**Point-based annotation data:**
==*==

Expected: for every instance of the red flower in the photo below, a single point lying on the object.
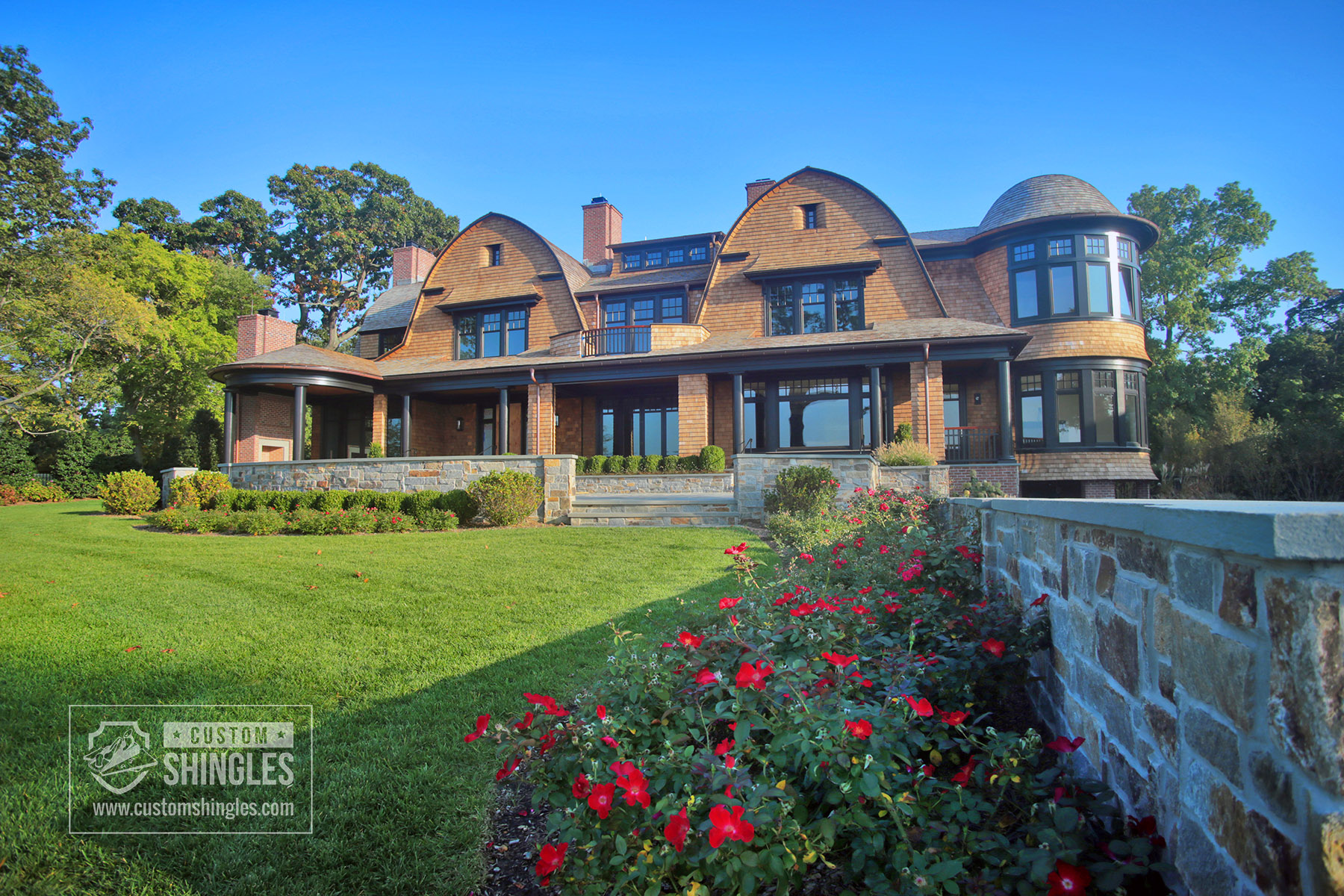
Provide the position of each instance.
(1063, 744)
(480, 729)
(508, 768)
(922, 707)
(729, 825)
(1068, 879)
(860, 729)
(636, 788)
(754, 676)
(676, 829)
(550, 862)
(601, 800)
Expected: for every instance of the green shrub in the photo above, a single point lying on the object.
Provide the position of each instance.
(507, 497)
(421, 503)
(437, 520)
(801, 491)
(257, 521)
(461, 505)
(362, 499)
(905, 454)
(198, 491)
(128, 494)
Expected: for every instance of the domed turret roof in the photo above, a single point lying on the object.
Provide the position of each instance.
(1046, 196)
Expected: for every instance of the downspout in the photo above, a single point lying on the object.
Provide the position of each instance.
(927, 425)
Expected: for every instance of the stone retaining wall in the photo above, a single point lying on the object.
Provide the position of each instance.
(413, 474)
(655, 484)
(1196, 645)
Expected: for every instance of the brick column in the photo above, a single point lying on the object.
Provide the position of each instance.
(692, 413)
(379, 421)
(930, 435)
(541, 418)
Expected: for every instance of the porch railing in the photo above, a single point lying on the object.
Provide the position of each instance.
(616, 340)
(971, 444)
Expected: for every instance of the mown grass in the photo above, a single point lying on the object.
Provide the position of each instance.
(396, 662)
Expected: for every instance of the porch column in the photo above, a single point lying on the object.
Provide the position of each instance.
(228, 426)
(381, 421)
(738, 414)
(1004, 411)
(875, 408)
(406, 426)
(541, 417)
(692, 413)
(300, 406)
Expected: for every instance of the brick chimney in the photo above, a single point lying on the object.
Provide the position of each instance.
(601, 228)
(759, 188)
(264, 332)
(410, 264)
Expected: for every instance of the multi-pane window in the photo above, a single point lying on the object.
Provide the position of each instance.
(821, 305)
(1061, 246)
(491, 334)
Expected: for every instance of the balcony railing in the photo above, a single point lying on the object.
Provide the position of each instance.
(616, 340)
(971, 444)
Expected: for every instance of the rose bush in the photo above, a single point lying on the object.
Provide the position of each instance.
(838, 715)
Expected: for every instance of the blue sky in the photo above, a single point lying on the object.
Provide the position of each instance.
(667, 111)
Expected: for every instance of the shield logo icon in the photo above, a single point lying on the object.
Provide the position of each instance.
(119, 755)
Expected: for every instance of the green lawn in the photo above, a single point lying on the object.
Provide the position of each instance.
(447, 626)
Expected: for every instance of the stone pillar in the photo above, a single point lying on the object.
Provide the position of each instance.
(228, 426)
(692, 413)
(738, 413)
(300, 406)
(381, 421)
(1006, 449)
(541, 418)
(875, 406)
(927, 426)
(406, 426)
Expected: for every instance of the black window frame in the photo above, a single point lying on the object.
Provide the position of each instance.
(1129, 433)
(476, 316)
(796, 287)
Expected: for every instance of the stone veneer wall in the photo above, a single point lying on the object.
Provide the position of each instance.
(414, 474)
(1196, 645)
(656, 484)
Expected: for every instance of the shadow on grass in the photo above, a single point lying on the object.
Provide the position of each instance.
(401, 802)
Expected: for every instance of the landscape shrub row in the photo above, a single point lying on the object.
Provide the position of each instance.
(710, 460)
(853, 712)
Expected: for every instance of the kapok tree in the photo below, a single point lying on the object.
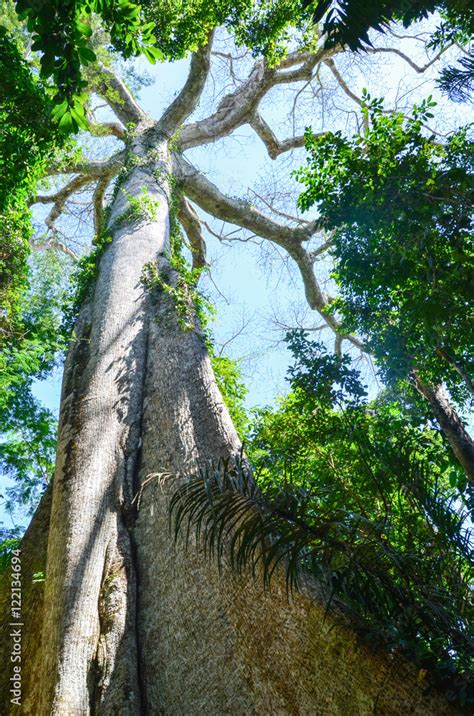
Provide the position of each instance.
(129, 623)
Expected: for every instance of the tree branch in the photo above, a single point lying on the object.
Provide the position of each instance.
(341, 81)
(92, 168)
(98, 203)
(107, 129)
(60, 198)
(54, 243)
(187, 100)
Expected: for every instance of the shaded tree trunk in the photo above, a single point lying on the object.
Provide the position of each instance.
(131, 623)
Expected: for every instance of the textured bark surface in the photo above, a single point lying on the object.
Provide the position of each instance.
(134, 623)
(33, 560)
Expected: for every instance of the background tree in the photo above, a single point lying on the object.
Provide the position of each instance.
(139, 405)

==*==

**GOAL:** Copy the final portion of the records: every line from the one containing "Expected: for every instance of the blue" through the last, word for word, without pictures.

**TASK ANSWER:**
Expected: for every instance of the blue sky in the photo above, a single point lying on the object.
Provide the position of each instance.
(667, 111)
Expected: for every instance of the shield logo icon in the photo above, a single point lying on the object.
Provide the position of each instance.
(119, 755)
Expected: for every instance of the green lawn in the photo above, a single point lying on the object.
Provide the position of each instance.
(447, 626)
Expected: for every instance of the stone pillar in the photo above, a single point lying on the object.
Provide the position of each instance.
(228, 426)
(692, 413)
(738, 413)
(300, 406)
(381, 421)
(1006, 449)
(541, 418)
(875, 406)
(927, 426)
(406, 426)
Expected: for every instance of the black window frame in the photo above, a single point lying on the object.
Provide the position of each instance.
(1129, 433)
(476, 316)
(796, 287)
Expected: for every instance of the stone veneer wall in the photo above, a single point lying on the object.
Provide the position of each instance.
(414, 474)
(1196, 645)
(656, 484)
Expected: for every instance of the shadow on grass in the photo above, a single point lying on the object.
Provide the position of each instance.
(401, 802)
Expected: for every instance of the landscape shrub row in the photo above, a single point lying on the object.
Provide the position of each instance.
(710, 460)
(853, 712)
Expected: for every instance of the kapok tree in the photo below, a single point lying on the object.
Provide the position of each instance.
(129, 623)
Expected: for every instance of the tree branch in the photo above, a single point lying on the object.
Provide the position of each instance.
(341, 81)
(92, 168)
(98, 203)
(107, 129)
(60, 198)
(54, 243)
(187, 100)
Expected: for every instance of the shaded tree trunk in the photo above, a single point lying on the object.
Provide the position of each instance.
(131, 623)
Expected: for every instance of the textured bark surface in the photo above, a single point lying on the object.
Provide the position of each instance.
(134, 623)
(33, 560)
Expected: for every instance of the background tree in the photo above, a single point lying on the object.
Provide the position of each instance.
(139, 405)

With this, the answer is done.